==== Data shown ====

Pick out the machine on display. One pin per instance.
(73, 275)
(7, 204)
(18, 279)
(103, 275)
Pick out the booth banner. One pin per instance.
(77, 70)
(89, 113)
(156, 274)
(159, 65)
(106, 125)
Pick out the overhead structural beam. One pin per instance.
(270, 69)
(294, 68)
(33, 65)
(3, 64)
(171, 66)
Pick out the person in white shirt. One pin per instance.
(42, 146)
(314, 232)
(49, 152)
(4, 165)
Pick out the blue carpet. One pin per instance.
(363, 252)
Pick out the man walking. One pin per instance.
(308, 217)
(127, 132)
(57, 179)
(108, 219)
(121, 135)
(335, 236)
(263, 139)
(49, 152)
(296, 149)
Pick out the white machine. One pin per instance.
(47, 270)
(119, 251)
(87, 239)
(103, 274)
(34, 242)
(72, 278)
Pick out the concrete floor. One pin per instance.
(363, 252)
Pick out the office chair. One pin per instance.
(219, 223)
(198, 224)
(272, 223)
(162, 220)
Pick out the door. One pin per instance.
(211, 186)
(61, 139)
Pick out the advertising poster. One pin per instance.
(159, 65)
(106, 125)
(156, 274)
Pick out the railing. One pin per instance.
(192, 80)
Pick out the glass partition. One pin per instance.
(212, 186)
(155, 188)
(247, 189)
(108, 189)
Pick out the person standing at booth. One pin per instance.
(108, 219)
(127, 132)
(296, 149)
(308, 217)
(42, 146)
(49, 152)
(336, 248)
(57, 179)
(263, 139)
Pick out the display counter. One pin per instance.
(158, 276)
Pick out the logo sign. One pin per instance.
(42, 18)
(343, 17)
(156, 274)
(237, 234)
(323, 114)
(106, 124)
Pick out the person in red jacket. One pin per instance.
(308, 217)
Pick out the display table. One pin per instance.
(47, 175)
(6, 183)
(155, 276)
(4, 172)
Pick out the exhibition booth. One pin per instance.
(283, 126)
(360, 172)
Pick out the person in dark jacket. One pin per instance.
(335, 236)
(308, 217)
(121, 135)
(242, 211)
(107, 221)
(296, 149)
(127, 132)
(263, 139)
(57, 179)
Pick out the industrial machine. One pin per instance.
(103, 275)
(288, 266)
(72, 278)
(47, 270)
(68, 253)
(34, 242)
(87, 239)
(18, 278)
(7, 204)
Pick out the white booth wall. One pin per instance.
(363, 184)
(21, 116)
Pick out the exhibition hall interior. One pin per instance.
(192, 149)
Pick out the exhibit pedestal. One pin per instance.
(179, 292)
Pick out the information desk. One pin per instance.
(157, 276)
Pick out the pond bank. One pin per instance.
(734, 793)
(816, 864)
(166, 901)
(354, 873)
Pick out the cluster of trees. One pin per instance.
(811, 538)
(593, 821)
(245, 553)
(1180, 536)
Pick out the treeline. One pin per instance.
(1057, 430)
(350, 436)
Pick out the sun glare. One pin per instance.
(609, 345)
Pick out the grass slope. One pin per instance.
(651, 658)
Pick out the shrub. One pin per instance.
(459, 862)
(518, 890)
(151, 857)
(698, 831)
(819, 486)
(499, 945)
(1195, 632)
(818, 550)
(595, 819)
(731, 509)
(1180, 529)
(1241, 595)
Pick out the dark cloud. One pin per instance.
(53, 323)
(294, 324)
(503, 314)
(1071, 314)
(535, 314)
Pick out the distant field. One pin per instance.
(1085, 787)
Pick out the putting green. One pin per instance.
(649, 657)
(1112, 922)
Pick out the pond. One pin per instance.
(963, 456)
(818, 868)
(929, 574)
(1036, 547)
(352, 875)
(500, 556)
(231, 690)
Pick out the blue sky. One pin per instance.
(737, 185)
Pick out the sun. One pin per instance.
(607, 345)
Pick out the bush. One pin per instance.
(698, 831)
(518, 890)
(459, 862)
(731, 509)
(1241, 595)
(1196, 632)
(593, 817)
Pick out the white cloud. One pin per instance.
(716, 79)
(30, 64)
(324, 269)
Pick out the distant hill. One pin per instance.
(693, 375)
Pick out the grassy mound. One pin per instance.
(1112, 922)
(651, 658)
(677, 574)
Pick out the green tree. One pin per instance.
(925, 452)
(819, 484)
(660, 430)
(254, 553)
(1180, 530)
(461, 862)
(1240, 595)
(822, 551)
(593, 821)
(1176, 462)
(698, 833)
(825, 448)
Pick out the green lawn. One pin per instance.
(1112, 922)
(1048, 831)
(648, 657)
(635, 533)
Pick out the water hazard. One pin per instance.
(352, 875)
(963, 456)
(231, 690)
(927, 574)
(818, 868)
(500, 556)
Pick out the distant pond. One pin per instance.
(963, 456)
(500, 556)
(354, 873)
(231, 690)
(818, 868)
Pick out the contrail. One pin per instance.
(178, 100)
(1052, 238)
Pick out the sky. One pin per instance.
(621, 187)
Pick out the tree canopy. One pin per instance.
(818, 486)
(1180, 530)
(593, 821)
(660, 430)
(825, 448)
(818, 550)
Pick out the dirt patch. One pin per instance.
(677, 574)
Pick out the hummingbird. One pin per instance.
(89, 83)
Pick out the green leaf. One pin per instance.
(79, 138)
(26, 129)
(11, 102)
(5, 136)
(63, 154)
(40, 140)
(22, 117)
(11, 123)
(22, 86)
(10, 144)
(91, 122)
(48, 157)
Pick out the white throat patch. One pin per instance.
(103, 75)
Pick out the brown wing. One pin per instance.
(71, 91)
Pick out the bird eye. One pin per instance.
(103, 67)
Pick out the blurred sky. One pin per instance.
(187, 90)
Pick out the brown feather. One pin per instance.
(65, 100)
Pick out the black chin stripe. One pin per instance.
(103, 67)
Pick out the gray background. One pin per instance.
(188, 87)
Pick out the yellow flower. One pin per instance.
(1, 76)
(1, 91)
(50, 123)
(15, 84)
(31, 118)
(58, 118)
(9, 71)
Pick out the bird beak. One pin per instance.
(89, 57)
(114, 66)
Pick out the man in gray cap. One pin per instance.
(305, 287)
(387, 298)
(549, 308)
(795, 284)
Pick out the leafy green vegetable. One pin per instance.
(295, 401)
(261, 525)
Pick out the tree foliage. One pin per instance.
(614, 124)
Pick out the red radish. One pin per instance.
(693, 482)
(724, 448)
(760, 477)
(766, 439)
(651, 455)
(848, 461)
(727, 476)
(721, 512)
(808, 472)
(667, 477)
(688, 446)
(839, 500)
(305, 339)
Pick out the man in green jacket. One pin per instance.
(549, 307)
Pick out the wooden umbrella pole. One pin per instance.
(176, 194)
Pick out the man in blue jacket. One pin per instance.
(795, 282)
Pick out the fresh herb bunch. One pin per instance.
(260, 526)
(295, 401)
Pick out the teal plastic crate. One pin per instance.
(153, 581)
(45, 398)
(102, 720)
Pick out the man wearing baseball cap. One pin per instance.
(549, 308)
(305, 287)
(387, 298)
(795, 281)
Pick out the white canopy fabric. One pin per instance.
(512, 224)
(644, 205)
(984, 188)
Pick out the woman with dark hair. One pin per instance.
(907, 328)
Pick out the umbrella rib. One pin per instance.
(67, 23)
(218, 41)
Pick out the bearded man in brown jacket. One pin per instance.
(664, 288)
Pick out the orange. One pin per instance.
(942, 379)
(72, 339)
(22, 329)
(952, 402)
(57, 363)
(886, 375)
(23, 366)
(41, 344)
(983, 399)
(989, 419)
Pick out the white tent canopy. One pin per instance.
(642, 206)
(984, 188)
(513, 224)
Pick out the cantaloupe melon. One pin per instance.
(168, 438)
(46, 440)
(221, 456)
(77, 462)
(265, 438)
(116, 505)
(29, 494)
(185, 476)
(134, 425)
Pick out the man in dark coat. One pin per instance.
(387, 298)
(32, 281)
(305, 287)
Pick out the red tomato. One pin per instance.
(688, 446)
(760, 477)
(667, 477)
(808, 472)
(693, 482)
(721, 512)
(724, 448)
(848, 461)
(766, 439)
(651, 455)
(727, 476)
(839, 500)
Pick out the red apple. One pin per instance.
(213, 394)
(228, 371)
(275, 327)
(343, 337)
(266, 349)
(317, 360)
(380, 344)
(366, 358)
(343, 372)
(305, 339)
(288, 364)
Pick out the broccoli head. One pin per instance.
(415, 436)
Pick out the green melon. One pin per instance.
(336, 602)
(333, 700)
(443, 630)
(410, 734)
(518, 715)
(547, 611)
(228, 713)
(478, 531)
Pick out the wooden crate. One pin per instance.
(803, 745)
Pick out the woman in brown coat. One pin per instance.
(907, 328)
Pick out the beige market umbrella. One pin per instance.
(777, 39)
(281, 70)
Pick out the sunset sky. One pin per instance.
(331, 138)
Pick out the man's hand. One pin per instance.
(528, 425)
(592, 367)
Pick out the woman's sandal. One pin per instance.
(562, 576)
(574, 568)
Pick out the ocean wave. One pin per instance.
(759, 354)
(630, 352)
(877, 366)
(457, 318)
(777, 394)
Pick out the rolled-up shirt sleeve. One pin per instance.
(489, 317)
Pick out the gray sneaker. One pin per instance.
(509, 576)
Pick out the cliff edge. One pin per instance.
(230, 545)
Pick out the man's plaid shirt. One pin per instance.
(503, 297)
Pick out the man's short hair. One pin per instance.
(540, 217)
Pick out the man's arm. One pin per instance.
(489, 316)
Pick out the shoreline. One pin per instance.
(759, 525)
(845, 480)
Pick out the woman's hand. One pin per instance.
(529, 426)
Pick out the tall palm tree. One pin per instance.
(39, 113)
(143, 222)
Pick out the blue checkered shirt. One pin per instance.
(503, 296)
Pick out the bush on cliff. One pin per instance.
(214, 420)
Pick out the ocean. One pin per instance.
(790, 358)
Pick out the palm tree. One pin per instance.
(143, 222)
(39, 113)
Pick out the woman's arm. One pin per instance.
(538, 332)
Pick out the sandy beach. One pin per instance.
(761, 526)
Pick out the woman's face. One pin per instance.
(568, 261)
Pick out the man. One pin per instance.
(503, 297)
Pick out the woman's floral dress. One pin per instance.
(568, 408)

====

**Task description**:
After locating the line with "Pick out the woman's floral" in the records above, please set down that line and all later ones exactly, and no other line.

**Output for this task**:
Pick out the woman's floral dress. One pin per instance.
(568, 408)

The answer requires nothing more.